TEXT BLOCK:
◇ ◇ ◇

- Cover of House of Secrets #1 (November - December 1956), art by Ruben Moreira.

Publication information
- Publisher: DC Comics
- Schedule: Varied between monthly and bi-monthly
- Format: Ongoing series
- Genre: Horror Fantasy
- Publication date: List (vol. 1) (original run) November/December 1956 – September/October 1966 (revival) September/October 1969 - October/November 1978 (vol. 2) October 1996 - December 1998;
- No. of issues: List (vol. 1): 154 (vol. 2): 25;

Creative team
- Written by: List (vol. 1) Bob Haney Len Wein (vol. 2) Steven T. Seagle;
- Penciller: List (vol. 1) Bernard Baily Ruben Moreira John Prentice Jim Mooney Jack Kirby Mort Meskin Lee Elias Dick Dillin Bill Draut Gray Morrow Bernie Wrightson Wally Wood Jack Sparling Michael Kaluta Jim Aparo Alfredo Alcala Tony DeZuniga Nestor Redondo E.R. Cruz Alex Niño Rudy Nebres Ernie Chan Gerry Talaoc Leo Durañona (vol. 2) Teddy Kristiansen;
- Inker: List (vol. 1) Frank Giacoia;
- Editor: List (vol. 1) Jack Schiff (#1–56 and 66–80) Murray Boltinoff (#57–65) Joe Orlando (#81 and 91–147) Dick Giordano (#82–90) Paul Levitz (#148–154) (vol. 2) Shelly Bond (#1–25);

= House of Secrets (DC Comics) =

Anthology comic book series

The House of Secrets a mystery, fantasy, and horror comics anthology published by DC Comics. It is the title that introduced the character the Swamp Thing. It had a companion series titled The House of Mystery.

◇ ◇ ◇

GIVEN PROBLEM 1:
According to the House of Secrets article, which character did the title introduce?
GIVEN PROBLEM 2:
Carry on the House of Secrets article from where it stops.

Pointing dataset items:

◇ ◇ ◇

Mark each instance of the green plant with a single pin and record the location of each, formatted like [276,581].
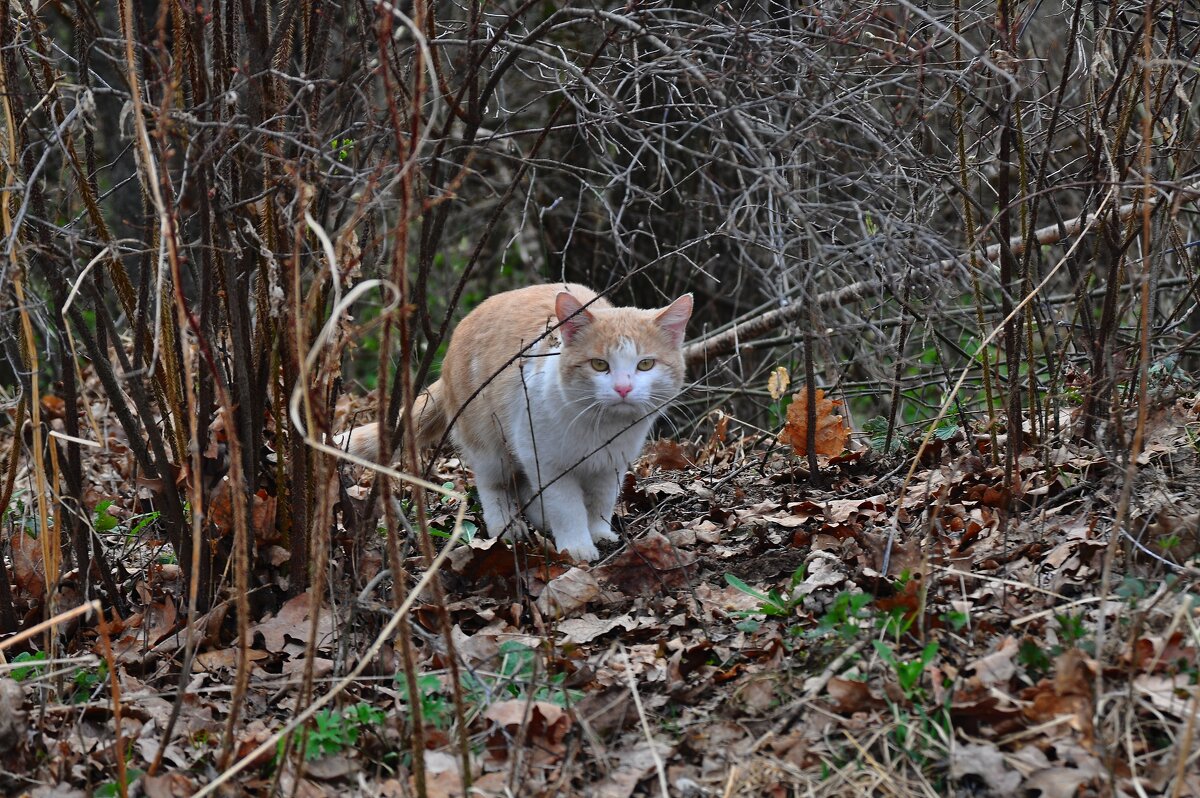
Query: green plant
[1033,658]
[846,617]
[437,708]
[907,672]
[24,672]
[517,677]
[87,679]
[102,520]
[342,148]
[333,731]
[111,789]
[772,604]
[1072,629]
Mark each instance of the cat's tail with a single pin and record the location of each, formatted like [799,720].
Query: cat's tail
[431,426]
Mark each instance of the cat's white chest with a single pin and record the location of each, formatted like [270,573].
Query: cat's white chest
[563,433]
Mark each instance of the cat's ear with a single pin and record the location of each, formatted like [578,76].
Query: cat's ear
[673,318]
[571,315]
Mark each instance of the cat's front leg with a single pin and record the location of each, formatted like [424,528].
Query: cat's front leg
[600,498]
[568,517]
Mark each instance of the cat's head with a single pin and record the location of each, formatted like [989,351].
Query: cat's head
[622,360]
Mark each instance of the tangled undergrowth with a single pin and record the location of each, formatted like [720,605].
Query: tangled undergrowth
[757,633]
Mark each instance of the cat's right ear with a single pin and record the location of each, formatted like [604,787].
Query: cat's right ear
[571,315]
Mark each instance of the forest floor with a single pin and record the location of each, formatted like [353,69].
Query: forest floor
[756,633]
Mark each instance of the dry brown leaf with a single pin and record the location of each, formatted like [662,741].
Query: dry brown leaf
[667,455]
[293,623]
[996,669]
[543,724]
[985,762]
[832,432]
[851,696]
[586,629]
[648,565]
[568,594]
[27,564]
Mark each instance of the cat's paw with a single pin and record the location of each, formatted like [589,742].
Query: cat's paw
[516,529]
[601,532]
[577,546]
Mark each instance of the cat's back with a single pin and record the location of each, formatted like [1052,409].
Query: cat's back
[493,333]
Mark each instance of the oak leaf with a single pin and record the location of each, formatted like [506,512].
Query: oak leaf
[832,432]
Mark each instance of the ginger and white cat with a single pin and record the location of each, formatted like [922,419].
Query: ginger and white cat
[567,417]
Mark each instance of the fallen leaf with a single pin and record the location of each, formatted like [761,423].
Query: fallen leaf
[648,567]
[987,763]
[292,622]
[586,629]
[832,432]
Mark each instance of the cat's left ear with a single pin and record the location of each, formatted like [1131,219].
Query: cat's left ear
[571,315]
[673,318]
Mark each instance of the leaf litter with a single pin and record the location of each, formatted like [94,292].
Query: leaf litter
[756,634]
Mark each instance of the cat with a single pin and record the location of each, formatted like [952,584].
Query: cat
[580,384]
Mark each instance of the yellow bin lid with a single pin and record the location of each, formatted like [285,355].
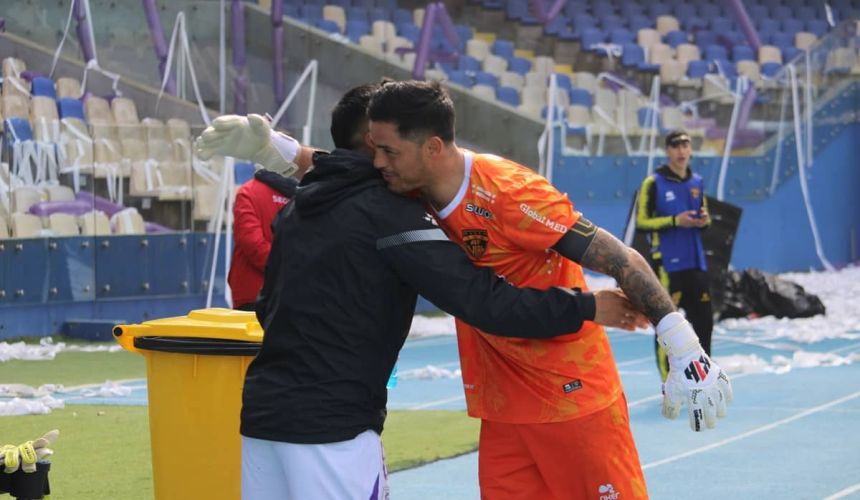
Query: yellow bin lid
[214,323]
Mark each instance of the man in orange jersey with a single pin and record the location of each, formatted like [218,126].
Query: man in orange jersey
[554,417]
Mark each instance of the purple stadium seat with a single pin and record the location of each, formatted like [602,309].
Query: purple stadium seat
[508,95]
[70,108]
[44,86]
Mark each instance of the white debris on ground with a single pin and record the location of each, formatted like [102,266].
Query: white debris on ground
[28,400]
[428,372]
[838,290]
[46,350]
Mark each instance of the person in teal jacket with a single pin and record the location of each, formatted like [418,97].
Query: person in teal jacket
[673,210]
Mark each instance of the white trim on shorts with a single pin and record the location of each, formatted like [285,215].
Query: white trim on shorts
[346,470]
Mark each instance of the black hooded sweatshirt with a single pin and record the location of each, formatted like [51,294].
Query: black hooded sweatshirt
[348,260]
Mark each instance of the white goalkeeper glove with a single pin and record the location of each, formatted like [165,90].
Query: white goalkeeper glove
[693,377]
[27,454]
[249,138]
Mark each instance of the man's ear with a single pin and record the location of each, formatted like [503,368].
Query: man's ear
[434,145]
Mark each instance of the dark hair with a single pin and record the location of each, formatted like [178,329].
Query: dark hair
[676,137]
[349,117]
[419,109]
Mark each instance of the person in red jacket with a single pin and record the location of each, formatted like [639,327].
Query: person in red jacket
[257,203]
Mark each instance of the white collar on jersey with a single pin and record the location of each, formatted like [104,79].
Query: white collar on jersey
[467,173]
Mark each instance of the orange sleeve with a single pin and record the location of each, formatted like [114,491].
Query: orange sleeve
[534,214]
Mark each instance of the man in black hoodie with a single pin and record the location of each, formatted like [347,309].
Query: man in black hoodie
[349,258]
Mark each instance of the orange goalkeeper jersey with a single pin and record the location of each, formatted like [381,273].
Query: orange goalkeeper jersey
[508,217]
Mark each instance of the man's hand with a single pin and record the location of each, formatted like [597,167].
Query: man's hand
[615,310]
[693,377]
[248,138]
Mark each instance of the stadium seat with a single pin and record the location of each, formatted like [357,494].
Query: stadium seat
[26,226]
[59,193]
[94,223]
[44,86]
[13,67]
[61,224]
[128,221]
[70,108]
[508,95]
[13,85]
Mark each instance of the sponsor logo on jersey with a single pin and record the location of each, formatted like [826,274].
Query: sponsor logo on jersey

◇ ◇ ◇

EXERCISE RESULT 1:
The Swamp Thing.

EXERCISE RESULT 2:
==Publication history ==
=== First series ===
The original Silver Age series ran 80 issues, from November/December 1956 to September/October 1966. In addition to short "one-off" stories, several issues featured the adventures of modern-dress sorcerer Mark Merlin, who first appeared in issue #23 (August 1959). The dual-personality supervillain Eclipso ("Hero and Villain in One Man!") was created by Bob Haney and Lee Elias, introduced in issue #61 (August 1963), and continued to the series' end. Prince Ra-Man was introduced in #73 (July - August 1965) as a Doctor Strange-style "replacement" for Mark Merlin. Ra-Man twice battled Eclipso. The "Prince Ra-Man" feature ended in House of Secrets #80 (September - October 1966), the final issue of the series. Other continuing features included "Peter Puptent, Explorer"; "Dolly and the Professor"; "Doctor Rocket"; and "Moolah the Mystic".

=== Revival (second run) ===

Cover of The House of Secrets #92 (July 1971), introducing Swamp Thing, art by Bernie Wrightson.

The series was revived three years later with a definite article as The House of Secrets, beginning with issue #81 (August - Sept. 1969). The horror and suspense tales were introduced by a host named Abel, who would also host the satirical comic Plop!. His brother, Cain, hosted The House of Mystery.

The title had an early breakthrough for the mainstream part of the medium: issue #83 had a story, "The Stuff that Dreams are Made of", written by Marv Wolfman. As part of the framing story, Abel introduces the story by telling a tale told to him by a "wandering Wolfman". Upon examination, the censor bureau, the Comics Code Authority refused to give the issue its seal of approval since it mentions a wolfman, which was specifically forbidden along with other classic monsters. Editor Gerry Conway explained that the term referred to Marv Wolfman, and the CCA conceded on the condition that the distinction be made obvious with a writer's credit in the story. That directive was complied with and suddenly the editorship of DC was inundated with complaints from other writers because of Wolfman's special consideration of a printed credit. In response, the editorship made writers credits standard practice for future publications.

Swamp Thing first appeared in The House of Secrets #92 (July 1971) in a stand-alone story written by Len Wein and drawn by Bernie Wrightson. The woman appearing on the cover of this issue was modeled after future comics writer Louise Simonson. The Patchwork Man, a character from the Swamp Thing ongoing series, was intended to be an ongoing feature, but only appeared in one issue.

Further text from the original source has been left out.